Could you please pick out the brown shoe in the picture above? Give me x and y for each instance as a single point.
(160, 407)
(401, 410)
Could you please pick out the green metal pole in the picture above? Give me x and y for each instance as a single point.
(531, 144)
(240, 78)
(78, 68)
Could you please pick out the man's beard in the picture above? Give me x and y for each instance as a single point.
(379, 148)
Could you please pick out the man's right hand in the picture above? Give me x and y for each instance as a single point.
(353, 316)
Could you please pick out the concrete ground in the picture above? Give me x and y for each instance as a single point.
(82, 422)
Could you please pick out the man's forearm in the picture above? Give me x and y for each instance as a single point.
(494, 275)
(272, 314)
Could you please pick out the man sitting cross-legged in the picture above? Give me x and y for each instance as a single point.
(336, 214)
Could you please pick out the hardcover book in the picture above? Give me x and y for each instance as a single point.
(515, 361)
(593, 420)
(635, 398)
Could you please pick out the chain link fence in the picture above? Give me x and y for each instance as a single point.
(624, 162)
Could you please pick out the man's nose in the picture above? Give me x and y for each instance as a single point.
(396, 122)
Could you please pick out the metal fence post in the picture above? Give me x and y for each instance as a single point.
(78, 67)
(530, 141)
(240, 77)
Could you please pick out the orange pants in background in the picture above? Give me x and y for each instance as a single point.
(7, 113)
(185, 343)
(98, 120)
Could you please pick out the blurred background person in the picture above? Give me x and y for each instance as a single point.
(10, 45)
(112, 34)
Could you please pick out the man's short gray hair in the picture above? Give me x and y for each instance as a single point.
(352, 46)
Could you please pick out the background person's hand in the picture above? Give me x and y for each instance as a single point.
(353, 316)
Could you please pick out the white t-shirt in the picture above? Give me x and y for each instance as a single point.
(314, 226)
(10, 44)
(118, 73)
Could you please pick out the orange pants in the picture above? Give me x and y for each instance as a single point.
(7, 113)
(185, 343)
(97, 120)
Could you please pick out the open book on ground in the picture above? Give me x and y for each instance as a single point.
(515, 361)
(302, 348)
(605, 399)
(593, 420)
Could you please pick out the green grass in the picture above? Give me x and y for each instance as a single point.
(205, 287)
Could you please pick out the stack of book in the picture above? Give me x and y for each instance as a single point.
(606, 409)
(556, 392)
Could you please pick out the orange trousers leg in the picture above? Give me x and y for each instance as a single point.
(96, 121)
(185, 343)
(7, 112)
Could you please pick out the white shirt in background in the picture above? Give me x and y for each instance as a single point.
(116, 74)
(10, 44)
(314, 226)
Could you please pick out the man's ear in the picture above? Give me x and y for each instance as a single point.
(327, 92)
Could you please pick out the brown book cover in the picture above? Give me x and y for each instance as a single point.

########################################

WHAT IS EXPECTED
Repeat each record verbatim.

EXERCISE OUTPUT
Could you please pick out the brown shoe in the picture above? Give me x and y for each instance as a single point.
(160, 407)
(401, 410)
Could you please pick out the green metal pole in the picture above? Give me x and y for each instance as a single point.
(531, 144)
(240, 78)
(78, 68)
Could you please pick out the man's beard in the picture above? Give me x and y for each instance as a single point.
(379, 148)
Could you please pick out the man's right hand in the picture above? Give me x and y for each instance as a single point.
(353, 316)
Could you please pick out the concrete ground in the picture above? Give me x and y for each instance as a single point.
(82, 422)
Could you please pick out the man's forearm in the picture above? Give me x and y for each instance as a single point.
(494, 275)
(272, 314)
Could you please pick out the man sitting cross-legged in the picture above? Give me x and y for each instance as a single point.
(336, 214)
Could you please pick out the hardcover book in the picture above? Give me x and y for each instance as a single point.
(515, 361)
(593, 420)
(635, 398)
Could you please pick out the chain link fence in the picture above? Give me x and y for each instance as a single point.
(624, 162)
Could you please pick out the man's nose in the picture above? Give me x and y for each instance as a single point.
(396, 122)
Could you please pick out the metal fence post in the picture above? Give me x and y for each instance as a single point.
(78, 67)
(530, 141)
(240, 77)
Could you please pick out the orange pants in background in the picture above? Give me x and y for each instance as a single point.
(7, 113)
(185, 343)
(98, 120)
Could you please pick out the blurred background person in the picture above? Give me x and y for each instance as a single point.
(10, 45)
(112, 34)
Could you please pick out the man's short gray hair in the picture above? Give me x and y for each instance as a single point.
(352, 46)
Could you please pick out the background person's hand in the picture above? Give me x and y for each instance as a single point.
(353, 316)
Could you please pick out the white t-shirt in the picture above? Give me x and y for each instance as a single point.
(314, 226)
(10, 44)
(118, 73)
Could you please pick out the orange pants in the picture above? Give me x and y for each instance as a single point.
(7, 113)
(185, 343)
(97, 120)
Could you please pick out the open book on ground in the picture above? Give me x and y for each instance as a single point.
(515, 361)
(302, 348)
(605, 399)
(593, 420)
Could you please pick out the green grass in the picture above? Give me x and y for each instance as a single point.
(205, 287)
Could you please pick out the stack of book in the picture above? Give me x and y for each instance as a single point.
(606, 409)
(556, 392)
Could you please pick out the orange trousers leg in the picture above? Give me x and y for each instance as a single point.
(96, 121)
(185, 343)
(7, 112)
Could you please pick out the white shirt in background in the picture above? Give me x and y for each instance as a single point.
(116, 74)
(10, 44)
(314, 226)
Could you please pick out the man's ear in the picture above? Give me x and y for each instance as a single point.
(327, 92)
Could you please pick out the brown book cover in the picture above? Give me x and y for each instance as a single point.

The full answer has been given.